• [Requisiti dell'esercizio]:
Rispondi in base al brano, una risposta per riga:
(a) Che cosa ha consegnato il comune di Sciacca ad Antony Fauci?
(b) Quale attività gestiva a Sciacca la famiglia del nonno paterno di Fauci?
(c) In quale città abita da anni la giovane italiana di cui si riporta la testimonianza?

• [Brano del documento]:
# # # #

(di Edoardo Patriarca, presidente nazionale ANLA) Questa settimana vorrei commentare due eventi che hanno coinvolto due persone anziane piuttosto note: la cittadinanza onoraria che il comune di Sciacca ha consegnato ad Antony Fauci, e la morte del Principe Filippo.
“Sono emozionato, onorato e profondamente commosso nell’accettare le chiavi di Sciacca in nome dei miei nonni paterni Antonino e Calogera Fauci. Entrambi sono nati a Sciacca, dove la famiglia di mio nonno gestiva un centro termale. All’inizio del ventesimo secolo, loro e i miei nonni materni emigrarono a New York in via Ellis Island, ed è così che sono nato e poi vissuto a Brooklyn. Nella mia esperienza molti immigrati Italo americani erano imbevuti dello spirito di gratitudine trasmesso dai nonni ai genitori e ai nipoti. Questo spirito era l’amore per il nuovo Paese, l’America, e il desiderio di restituirgli qualcosa. E da mio padre è arrivato a me”.
È uno stralcio della lettera di Fauci pubblicata sul Corriere della Sera alcuni giorni fa, la testimonianza di intere generazioni di italiani che hanno lasciato l’Italia per motivi economici e onorato i paesi nei quali sono emigrati. Storie anche di tribolazioni e di emarginazione: come non ricordare le cronache dei primi anni del secolo scorso dei giornali americani sugli “italiani sporchi e tutti mafiosi”. Fauci ha fatto memoria, gliene siamo grati, ci rammenta che siamo un popolo di migranti, ancora oggi con i centomila e più ragazzi che hanno lasciato il Paese in questi ultimi anni, a volte per la fatica a trovare un lavoro degno, a volte per scelta. Porto nel cuore la testimonianza di una giovane italiana che abita da anni a Toronto: “Torneresti in Italia?” gli ho chiesto; “ Per ora no, sto bene, mi sono inserita dopo anni di fatica, i canadesi stanno molto sulle loro; però se posso fare qualcosa da qui per la mia Patria, sono a disposizione”.

# # # #

[Descrizioni in linguaggio naturale di regioni]

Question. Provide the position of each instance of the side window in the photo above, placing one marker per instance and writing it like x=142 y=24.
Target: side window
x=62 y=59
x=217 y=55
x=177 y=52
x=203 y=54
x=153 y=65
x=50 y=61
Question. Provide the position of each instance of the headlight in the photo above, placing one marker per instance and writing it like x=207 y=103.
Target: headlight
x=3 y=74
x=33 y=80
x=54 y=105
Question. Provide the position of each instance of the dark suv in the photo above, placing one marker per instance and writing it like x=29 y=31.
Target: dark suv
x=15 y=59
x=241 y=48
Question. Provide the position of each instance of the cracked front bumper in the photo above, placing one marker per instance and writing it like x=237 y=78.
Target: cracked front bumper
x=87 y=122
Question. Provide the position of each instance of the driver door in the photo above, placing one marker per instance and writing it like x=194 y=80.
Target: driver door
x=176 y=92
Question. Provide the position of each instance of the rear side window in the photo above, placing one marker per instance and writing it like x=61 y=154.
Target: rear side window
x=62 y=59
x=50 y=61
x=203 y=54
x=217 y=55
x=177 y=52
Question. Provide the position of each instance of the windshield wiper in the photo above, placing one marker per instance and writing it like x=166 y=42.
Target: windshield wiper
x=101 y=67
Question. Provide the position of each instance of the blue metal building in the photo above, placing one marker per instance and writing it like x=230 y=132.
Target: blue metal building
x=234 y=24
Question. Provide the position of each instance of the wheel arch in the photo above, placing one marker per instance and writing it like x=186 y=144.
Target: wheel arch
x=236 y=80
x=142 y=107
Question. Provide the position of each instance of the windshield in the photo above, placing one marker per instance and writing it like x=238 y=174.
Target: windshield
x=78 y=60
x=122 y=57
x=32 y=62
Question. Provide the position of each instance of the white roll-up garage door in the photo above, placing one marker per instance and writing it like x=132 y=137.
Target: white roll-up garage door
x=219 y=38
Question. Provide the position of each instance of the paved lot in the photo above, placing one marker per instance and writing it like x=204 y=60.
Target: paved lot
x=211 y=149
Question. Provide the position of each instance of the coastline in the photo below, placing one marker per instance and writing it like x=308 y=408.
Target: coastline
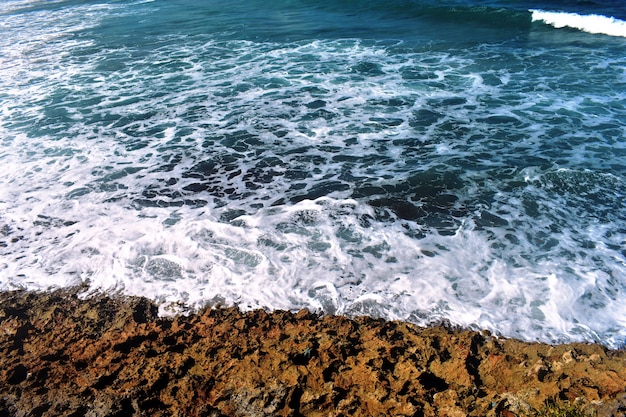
x=112 y=356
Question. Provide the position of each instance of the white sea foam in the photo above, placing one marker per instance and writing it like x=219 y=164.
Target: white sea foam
x=190 y=172
x=593 y=23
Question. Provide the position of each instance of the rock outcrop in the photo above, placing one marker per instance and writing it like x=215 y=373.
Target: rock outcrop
x=64 y=356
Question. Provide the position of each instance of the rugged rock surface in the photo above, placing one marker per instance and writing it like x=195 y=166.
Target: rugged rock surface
x=63 y=356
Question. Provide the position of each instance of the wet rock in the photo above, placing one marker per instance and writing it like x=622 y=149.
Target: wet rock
x=65 y=355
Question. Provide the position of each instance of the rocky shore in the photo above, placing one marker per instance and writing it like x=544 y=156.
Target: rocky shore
x=65 y=356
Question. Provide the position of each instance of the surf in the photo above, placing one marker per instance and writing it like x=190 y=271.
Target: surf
x=595 y=24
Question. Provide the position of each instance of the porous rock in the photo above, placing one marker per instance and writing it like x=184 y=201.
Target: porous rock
x=62 y=355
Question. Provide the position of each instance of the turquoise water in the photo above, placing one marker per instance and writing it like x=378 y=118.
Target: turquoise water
x=411 y=160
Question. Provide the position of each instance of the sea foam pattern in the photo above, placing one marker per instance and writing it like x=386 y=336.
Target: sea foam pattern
x=588 y=23
x=480 y=183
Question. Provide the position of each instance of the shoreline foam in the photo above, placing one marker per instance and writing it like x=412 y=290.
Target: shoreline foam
x=65 y=356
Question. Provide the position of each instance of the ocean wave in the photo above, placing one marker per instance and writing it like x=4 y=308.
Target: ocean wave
x=596 y=24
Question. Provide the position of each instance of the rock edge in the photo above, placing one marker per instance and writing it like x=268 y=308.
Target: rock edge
x=114 y=356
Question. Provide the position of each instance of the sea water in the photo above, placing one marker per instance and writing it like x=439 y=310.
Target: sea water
x=421 y=160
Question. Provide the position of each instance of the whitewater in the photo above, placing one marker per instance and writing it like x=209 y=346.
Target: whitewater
x=405 y=160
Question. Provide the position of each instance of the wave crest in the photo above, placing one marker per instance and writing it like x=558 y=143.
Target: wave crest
x=593 y=23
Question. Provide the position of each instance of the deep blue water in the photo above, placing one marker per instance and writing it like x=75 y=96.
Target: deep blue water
x=414 y=160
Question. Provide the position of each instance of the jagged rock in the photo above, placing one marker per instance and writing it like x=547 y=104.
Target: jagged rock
x=63 y=355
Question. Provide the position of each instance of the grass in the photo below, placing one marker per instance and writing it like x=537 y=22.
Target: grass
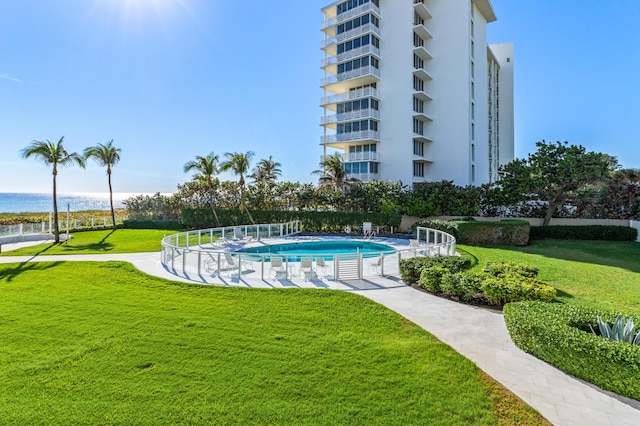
x=100 y=242
x=103 y=343
x=598 y=274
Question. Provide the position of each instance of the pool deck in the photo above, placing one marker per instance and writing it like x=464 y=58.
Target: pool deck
x=477 y=333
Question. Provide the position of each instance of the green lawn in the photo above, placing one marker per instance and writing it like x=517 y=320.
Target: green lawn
x=600 y=274
x=101 y=343
x=100 y=242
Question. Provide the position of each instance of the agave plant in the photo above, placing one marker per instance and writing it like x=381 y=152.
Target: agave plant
x=620 y=331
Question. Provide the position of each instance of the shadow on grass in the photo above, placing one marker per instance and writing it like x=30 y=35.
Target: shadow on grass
x=616 y=254
x=9 y=274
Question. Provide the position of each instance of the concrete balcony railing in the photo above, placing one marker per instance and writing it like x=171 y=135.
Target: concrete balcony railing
x=358 y=72
x=354 y=157
x=363 y=29
x=364 y=176
x=349 y=96
x=351 y=136
x=352 y=115
x=350 y=14
x=363 y=50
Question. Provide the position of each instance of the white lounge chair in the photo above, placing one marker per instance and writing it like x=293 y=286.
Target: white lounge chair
x=306 y=268
x=278 y=270
x=232 y=263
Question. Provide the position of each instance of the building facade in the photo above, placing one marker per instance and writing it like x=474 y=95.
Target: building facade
x=413 y=92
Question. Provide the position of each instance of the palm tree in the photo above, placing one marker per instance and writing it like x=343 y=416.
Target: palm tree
x=55 y=155
x=333 y=174
x=266 y=170
x=239 y=164
x=106 y=155
x=206 y=168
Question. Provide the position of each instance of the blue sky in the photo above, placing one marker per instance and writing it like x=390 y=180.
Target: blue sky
x=171 y=79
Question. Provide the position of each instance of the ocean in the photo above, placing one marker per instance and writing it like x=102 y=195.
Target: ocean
x=11 y=202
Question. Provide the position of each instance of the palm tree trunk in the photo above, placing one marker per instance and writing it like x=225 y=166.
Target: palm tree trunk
x=113 y=212
x=243 y=205
x=56 y=230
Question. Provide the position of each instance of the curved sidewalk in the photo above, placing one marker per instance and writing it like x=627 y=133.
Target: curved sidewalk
x=477 y=333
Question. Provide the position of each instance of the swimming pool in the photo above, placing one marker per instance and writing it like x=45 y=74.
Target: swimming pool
x=324 y=249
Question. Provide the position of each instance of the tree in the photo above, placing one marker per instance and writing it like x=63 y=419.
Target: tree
x=55 y=155
x=266 y=170
x=333 y=174
x=552 y=172
x=206 y=168
x=105 y=155
x=239 y=163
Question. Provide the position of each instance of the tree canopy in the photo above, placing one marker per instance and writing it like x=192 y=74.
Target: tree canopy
x=552 y=172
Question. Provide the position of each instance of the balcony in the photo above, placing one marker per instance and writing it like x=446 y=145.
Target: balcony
x=421 y=9
x=357 y=157
x=364 y=176
x=422 y=53
x=369 y=70
x=350 y=116
x=422 y=31
x=422 y=74
x=360 y=10
x=360 y=51
x=364 y=135
x=349 y=96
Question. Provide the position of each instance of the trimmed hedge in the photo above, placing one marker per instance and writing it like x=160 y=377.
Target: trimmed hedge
x=499 y=283
x=174 y=225
x=201 y=218
x=587 y=232
x=411 y=269
x=557 y=334
x=503 y=233
x=507 y=232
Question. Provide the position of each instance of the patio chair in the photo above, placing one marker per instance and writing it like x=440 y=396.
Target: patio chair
x=306 y=268
x=277 y=268
x=239 y=237
x=232 y=263
x=376 y=266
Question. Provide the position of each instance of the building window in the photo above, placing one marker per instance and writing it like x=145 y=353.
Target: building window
x=418 y=169
x=358 y=22
x=418 y=84
x=418 y=105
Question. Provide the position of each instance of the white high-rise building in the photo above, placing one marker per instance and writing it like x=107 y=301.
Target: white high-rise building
x=413 y=92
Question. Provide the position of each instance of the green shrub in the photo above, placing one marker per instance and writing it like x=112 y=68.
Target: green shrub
x=411 y=269
x=505 y=232
x=175 y=225
x=590 y=232
x=504 y=268
x=448 y=226
x=516 y=288
x=558 y=334
x=202 y=218
x=498 y=284
x=465 y=286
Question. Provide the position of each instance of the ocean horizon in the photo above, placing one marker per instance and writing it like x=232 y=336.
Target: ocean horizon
x=26 y=202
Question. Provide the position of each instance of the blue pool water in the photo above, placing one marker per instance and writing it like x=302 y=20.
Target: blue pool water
x=324 y=249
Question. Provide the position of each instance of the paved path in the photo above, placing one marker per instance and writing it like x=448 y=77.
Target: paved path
x=477 y=333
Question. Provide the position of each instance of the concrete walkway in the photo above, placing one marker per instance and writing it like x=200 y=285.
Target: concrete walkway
x=477 y=333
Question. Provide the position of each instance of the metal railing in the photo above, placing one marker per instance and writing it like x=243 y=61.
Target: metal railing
x=195 y=254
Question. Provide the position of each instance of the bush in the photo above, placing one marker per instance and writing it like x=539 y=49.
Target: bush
x=411 y=269
x=174 y=225
x=558 y=334
x=448 y=226
x=505 y=232
x=202 y=218
x=498 y=284
x=590 y=232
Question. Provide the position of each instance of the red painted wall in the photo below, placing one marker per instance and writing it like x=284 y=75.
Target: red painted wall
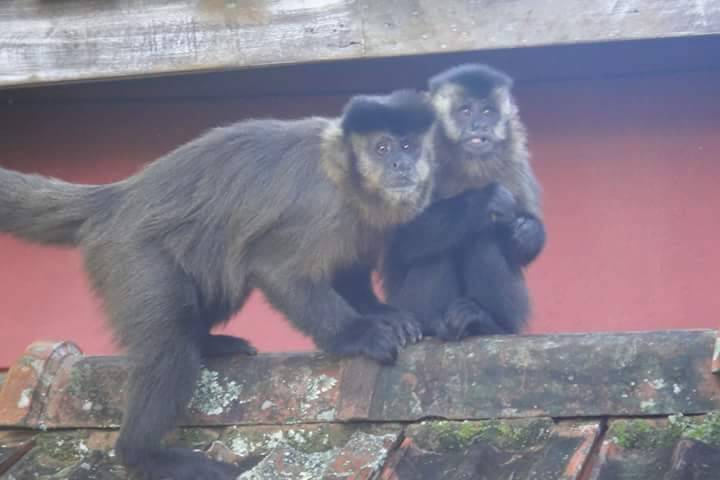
x=630 y=168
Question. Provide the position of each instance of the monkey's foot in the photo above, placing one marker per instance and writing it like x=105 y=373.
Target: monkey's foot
x=180 y=464
x=465 y=318
x=221 y=345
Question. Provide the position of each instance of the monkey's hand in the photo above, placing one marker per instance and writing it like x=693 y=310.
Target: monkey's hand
x=465 y=318
x=491 y=205
x=525 y=239
x=378 y=336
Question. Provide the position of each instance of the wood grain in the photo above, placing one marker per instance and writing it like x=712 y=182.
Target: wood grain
x=69 y=40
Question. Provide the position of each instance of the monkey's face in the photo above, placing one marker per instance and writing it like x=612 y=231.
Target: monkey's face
x=476 y=124
x=396 y=167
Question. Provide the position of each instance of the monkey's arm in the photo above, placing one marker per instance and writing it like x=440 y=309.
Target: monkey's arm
x=447 y=223
x=524 y=239
x=354 y=284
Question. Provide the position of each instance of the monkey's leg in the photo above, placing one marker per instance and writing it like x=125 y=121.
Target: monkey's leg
x=318 y=310
x=354 y=284
x=215 y=345
x=495 y=285
x=152 y=307
x=426 y=289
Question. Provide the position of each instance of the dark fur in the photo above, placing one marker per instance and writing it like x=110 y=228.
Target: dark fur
x=177 y=248
x=459 y=266
x=476 y=79
x=400 y=116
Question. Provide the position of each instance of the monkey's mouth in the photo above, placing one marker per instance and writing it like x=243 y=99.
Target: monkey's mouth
x=402 y=186
x=482 y=143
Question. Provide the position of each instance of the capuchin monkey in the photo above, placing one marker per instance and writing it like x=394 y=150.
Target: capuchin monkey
x=283 y=206
x=459 y=266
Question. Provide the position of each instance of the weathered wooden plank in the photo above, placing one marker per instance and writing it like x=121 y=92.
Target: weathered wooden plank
x=45 y=42
x=623 y=374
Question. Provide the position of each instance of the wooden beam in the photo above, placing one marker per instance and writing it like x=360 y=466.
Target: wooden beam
x=69 y=40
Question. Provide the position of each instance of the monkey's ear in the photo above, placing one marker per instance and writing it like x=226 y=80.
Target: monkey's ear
x=476 y=78
x=400 y=113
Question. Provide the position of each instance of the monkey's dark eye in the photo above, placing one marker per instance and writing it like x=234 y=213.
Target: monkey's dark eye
x=382 y=148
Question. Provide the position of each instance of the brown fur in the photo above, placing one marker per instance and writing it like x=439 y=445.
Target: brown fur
x=457 y=270
x=283 y=206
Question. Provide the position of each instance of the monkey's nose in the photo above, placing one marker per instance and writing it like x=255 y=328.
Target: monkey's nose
x=479 y=126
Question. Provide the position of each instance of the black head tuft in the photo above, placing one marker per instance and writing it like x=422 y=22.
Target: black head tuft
x=399 y=113
x=476 y=78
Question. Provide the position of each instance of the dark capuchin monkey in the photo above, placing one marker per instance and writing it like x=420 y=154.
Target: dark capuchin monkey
x=459 y=266
x=283 y=206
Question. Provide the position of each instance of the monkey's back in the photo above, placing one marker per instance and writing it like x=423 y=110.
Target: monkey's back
x=244 y=191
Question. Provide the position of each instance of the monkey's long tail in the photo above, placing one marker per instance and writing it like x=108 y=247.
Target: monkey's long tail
x=47 y=210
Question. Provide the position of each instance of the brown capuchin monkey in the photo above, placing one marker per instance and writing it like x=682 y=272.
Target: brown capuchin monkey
x=283 y=206
x=459 y=266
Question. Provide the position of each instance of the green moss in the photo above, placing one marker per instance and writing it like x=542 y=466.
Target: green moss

# # # #

• [Risultato del compito]:
(a) La cittadinanza onoraria.
(b) Un centro termale.
(c) Toronto.